-- begin Given data --

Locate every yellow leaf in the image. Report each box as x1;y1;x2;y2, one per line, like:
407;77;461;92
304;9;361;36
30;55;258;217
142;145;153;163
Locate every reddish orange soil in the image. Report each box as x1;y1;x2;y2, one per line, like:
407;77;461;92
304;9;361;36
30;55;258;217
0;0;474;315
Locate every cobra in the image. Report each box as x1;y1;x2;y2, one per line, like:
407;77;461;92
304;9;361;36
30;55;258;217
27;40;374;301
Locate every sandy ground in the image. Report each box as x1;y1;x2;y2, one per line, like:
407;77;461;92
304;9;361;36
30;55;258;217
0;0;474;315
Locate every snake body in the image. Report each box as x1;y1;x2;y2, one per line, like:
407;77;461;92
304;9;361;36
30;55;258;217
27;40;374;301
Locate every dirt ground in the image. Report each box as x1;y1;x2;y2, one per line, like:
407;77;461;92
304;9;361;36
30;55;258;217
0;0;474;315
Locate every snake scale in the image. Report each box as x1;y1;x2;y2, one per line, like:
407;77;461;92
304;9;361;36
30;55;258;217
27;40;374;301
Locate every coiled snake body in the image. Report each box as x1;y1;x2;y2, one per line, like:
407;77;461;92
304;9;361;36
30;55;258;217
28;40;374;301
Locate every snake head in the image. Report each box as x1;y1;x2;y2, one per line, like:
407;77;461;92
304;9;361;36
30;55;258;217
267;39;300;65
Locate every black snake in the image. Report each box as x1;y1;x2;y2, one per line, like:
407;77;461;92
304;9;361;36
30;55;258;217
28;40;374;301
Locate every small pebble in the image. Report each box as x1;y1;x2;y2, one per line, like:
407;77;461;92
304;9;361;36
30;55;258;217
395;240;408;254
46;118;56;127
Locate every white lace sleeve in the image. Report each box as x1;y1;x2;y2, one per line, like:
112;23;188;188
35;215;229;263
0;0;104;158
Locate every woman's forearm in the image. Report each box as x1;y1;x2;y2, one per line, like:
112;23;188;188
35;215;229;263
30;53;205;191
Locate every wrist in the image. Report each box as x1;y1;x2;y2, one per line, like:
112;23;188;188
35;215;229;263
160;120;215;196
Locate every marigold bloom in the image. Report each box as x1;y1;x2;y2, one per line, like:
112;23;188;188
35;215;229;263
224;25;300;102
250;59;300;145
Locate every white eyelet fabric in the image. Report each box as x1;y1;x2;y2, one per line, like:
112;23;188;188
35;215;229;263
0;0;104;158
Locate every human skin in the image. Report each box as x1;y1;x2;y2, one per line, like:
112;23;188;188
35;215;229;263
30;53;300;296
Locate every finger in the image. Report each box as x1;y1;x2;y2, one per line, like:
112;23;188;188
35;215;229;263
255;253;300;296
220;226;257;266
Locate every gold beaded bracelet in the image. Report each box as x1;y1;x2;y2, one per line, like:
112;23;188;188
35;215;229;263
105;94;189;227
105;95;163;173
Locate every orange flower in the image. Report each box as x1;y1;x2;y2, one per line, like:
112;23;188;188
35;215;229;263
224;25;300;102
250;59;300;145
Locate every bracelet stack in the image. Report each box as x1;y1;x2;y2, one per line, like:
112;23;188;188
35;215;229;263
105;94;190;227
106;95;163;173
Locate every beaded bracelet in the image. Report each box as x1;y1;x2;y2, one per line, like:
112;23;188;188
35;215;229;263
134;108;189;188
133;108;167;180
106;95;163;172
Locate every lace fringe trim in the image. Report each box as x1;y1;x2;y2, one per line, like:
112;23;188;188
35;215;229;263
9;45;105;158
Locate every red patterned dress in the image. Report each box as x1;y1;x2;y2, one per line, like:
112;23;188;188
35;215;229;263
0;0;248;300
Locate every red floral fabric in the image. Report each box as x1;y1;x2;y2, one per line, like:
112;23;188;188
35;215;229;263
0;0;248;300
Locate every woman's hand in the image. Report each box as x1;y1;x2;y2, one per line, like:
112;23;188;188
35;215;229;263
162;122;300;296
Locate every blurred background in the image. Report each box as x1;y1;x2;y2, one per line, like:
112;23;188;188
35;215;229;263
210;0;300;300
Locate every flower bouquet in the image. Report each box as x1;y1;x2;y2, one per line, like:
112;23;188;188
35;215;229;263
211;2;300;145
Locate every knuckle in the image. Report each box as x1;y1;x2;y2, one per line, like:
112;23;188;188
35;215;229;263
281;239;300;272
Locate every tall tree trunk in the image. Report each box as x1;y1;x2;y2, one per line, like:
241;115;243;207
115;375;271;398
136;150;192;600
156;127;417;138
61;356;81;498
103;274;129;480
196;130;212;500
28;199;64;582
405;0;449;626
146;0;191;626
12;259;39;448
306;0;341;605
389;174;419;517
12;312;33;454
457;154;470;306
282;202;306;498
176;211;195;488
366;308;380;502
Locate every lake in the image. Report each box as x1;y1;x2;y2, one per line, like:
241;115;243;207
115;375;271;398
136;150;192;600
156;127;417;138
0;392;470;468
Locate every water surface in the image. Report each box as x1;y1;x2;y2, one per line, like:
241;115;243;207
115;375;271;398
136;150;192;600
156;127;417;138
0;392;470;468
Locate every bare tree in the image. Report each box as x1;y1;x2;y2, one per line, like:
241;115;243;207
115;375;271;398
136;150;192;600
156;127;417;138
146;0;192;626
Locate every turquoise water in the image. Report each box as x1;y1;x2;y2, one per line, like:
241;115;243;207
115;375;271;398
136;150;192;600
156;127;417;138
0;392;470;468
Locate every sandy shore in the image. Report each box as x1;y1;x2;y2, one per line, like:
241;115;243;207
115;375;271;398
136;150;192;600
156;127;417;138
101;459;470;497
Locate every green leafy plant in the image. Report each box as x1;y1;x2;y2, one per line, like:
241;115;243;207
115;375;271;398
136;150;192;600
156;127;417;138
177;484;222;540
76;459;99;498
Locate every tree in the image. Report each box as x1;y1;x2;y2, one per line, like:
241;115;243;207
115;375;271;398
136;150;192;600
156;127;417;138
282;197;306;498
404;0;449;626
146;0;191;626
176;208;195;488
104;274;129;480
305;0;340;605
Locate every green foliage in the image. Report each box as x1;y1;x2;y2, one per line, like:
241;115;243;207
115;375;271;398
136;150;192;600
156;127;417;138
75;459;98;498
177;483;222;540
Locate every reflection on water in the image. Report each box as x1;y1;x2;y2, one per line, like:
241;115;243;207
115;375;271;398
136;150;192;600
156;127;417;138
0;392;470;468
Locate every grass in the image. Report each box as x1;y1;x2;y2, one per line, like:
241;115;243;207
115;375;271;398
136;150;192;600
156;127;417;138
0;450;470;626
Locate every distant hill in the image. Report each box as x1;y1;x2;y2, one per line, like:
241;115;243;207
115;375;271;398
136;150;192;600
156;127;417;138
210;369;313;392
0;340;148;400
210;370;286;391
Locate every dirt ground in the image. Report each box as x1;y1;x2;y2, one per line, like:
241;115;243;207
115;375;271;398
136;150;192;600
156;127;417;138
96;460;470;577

-- end Given data --

Please return each line of the items above that contains the string "lace". Case matters.

• Written solution:
Locate every white lace sleeve in the image. Report each box as x1;y1;x2;y2, one per line, like:
Locate every lace fringe trim in the image. Report each box as x1;y1;x2;y2, one per line, like:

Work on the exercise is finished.